Selected text:
Fall 2024 • Course
Legal Profession: Collaborative Law
Prerequisites: None
Exam Type: Last Class Take-Home
In addition to the final exam, students will submit a one-page reading response for each class. Readings for the course will be photocopied materials.
The practice of law has been transformed in recent years by the emergence of Collaborative Law and the role of settlement counsel. In these new forms of practice, the lawyer focuses on problem-solving and achieving an interest-based solution that works for all parties. Collaborative Law practice has been approved as consistent with the ABA’s Model Rules of Professional Conduct, in a 2007 opinion by the ABA Ethics Committee. This course examines how Collaborative Law meshes with the requirements of the ABA’s Model Rules of Professional Conduct, and in particular the Rules’ requirement of “zealous” advocacy.

Collected data:
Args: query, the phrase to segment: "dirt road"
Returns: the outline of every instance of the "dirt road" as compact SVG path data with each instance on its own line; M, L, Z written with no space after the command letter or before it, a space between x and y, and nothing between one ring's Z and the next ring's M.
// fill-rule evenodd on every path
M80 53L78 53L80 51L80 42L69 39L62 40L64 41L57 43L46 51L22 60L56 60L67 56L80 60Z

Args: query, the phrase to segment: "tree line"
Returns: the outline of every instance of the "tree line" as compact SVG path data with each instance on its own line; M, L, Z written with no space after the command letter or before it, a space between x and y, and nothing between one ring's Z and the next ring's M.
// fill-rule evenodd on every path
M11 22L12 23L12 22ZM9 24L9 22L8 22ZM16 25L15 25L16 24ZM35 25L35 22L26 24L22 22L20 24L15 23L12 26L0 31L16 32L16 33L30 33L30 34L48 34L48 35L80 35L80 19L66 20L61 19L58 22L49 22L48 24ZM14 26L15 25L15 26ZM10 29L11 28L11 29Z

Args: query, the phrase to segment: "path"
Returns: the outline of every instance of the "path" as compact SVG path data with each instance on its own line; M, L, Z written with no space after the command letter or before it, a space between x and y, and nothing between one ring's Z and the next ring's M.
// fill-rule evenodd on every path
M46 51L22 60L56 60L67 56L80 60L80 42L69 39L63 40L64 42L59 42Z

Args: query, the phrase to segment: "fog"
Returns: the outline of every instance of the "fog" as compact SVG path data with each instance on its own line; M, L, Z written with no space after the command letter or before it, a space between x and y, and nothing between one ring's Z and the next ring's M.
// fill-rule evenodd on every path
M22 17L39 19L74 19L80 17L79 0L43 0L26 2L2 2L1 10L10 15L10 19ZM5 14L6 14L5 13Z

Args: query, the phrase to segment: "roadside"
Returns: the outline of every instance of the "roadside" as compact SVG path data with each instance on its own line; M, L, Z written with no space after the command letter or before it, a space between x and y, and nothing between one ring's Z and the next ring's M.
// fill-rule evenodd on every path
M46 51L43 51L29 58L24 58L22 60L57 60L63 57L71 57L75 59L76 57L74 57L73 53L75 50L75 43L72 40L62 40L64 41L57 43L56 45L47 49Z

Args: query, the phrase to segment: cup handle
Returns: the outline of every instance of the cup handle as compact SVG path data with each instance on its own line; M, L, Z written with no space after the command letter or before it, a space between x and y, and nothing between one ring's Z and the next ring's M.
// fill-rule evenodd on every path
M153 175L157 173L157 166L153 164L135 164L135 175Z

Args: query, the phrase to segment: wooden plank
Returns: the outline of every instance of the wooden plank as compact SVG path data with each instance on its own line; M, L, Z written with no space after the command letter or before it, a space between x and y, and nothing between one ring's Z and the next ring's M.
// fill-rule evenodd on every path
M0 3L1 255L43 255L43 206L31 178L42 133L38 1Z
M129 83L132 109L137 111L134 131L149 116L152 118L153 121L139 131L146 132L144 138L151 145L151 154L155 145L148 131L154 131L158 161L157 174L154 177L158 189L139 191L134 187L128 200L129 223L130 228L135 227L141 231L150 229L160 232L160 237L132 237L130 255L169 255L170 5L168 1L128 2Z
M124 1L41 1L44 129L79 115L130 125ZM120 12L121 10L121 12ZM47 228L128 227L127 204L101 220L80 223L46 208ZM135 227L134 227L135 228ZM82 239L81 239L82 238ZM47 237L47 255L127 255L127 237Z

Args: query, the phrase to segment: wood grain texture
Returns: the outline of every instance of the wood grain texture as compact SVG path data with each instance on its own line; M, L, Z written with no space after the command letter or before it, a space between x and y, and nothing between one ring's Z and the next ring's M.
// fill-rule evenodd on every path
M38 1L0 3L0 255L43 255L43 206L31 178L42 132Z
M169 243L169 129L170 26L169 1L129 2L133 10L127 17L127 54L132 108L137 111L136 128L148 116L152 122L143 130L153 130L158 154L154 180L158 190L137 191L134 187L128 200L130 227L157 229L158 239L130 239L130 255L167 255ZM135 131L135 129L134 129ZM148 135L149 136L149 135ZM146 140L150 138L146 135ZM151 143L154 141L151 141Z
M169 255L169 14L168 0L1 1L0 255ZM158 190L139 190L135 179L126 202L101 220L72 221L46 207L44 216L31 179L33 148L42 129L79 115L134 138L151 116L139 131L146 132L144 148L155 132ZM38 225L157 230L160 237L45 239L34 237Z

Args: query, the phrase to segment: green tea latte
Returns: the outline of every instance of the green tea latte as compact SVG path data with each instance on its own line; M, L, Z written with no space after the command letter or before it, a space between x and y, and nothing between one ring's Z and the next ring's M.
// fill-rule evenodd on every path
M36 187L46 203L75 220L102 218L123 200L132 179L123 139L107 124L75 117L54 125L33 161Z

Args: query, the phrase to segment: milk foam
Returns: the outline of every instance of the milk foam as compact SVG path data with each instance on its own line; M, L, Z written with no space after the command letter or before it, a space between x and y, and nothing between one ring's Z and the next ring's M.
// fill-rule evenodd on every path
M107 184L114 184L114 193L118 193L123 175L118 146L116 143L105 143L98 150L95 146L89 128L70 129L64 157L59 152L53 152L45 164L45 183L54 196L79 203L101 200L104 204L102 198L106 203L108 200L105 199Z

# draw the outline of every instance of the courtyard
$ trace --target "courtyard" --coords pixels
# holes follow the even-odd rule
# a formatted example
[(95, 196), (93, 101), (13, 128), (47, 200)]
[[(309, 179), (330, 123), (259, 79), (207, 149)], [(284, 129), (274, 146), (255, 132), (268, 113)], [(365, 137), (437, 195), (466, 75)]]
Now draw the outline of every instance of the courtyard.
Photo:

Task instructions:
1. From the course description, copy the passage from "Fall 2024 •" to "be photocopied materials.".
2. Translate this sentence from the course description into Spanish: "In these new forms of practice, the lawyer focuses on problem-solving and achieving an interest-based solution that works for all parties."

Solutions for each task:
1.
Fall 2024 • Course
Legal Profession: Collaborative Law
Prerequisites: None
Exam Type: Last Class Take-Home
In addition to the final exam, students will submit a one-page reading response for each class. Readings for the course will be photocopied materials.

2. En estas nuevas formas de práctica, el abogado se centra en la resolución de problemas y en lograr una solución basada en intereses que funcione para todas las partes.